━━ Working data ━━

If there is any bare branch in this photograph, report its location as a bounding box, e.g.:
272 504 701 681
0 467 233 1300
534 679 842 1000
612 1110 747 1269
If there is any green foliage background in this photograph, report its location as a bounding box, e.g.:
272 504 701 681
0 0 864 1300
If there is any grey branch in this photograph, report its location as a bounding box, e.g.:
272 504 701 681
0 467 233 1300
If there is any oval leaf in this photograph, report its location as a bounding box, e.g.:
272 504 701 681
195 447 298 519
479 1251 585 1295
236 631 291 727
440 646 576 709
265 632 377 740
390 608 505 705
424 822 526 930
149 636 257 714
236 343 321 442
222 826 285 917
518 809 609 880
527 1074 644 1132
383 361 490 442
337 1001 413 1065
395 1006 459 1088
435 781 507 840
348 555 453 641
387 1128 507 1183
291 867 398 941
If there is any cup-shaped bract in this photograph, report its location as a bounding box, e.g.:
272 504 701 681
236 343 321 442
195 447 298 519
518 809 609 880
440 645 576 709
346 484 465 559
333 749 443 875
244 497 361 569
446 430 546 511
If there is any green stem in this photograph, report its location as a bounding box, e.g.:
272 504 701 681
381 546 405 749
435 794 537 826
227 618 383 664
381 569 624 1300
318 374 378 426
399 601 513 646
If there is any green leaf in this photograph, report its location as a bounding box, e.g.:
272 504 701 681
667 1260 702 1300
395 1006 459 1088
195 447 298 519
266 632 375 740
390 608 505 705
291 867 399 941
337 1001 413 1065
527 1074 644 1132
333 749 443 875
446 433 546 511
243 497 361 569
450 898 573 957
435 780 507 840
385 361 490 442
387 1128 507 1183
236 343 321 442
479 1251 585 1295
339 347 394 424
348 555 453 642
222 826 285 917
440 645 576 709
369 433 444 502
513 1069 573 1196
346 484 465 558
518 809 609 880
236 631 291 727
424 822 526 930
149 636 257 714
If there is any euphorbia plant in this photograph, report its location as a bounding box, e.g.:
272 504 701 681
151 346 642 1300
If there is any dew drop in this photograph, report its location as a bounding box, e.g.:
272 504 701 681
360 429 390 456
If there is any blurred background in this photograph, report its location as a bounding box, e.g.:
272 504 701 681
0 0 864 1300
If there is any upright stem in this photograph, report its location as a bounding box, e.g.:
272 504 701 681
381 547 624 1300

━━━

- **Given problem**
Copy out, unchanged, everything in the listing above from the line containing "If there is any green leaf" down through the listing's last line.

- **Expected answer**
If there is any green leaf in this photograph, report its location as a bounding box, e.g.:
272 504 701 681
667 1260 702 1300
395 1006 459 1088
195 447 298 519
266 632 375 740
390 608 505 705
291 867 399 941
337 1001 413 1065
527 1074 644 1132
333 749 443 875
446 433 546 511
243 497 361 569
450 898 573 957
435 780 507 840
385 361 490 442
387 1128 507 1183
236 343 321 442
479 1251 585 1295
339 347 394 424
348 555 453 642
222 826 285 917
440 645 576 709
369 433 444 502
513 1069 573 1196
346 484 465 558
518 809 609 880
236 631 291 727
424 822 526 930
149 636 257 714
If there is any euphorbia plant in this photograph, report its location as a bounding box, e.g.:
272 504 701 681
151 346 642 1300
If there is any dew drop in this photograph, report its location as a bounding box, e.g.:
272 504 701 681
360 429 390 456
If there is any blurred background in this photograph, report its location as a bounding box, e.g.:
272 504 701 681
0 0 864 1300
If there is any upright stem in this photograph, report its location as a bounding box, e.g.:
272 504 701 681
381 547 624 1300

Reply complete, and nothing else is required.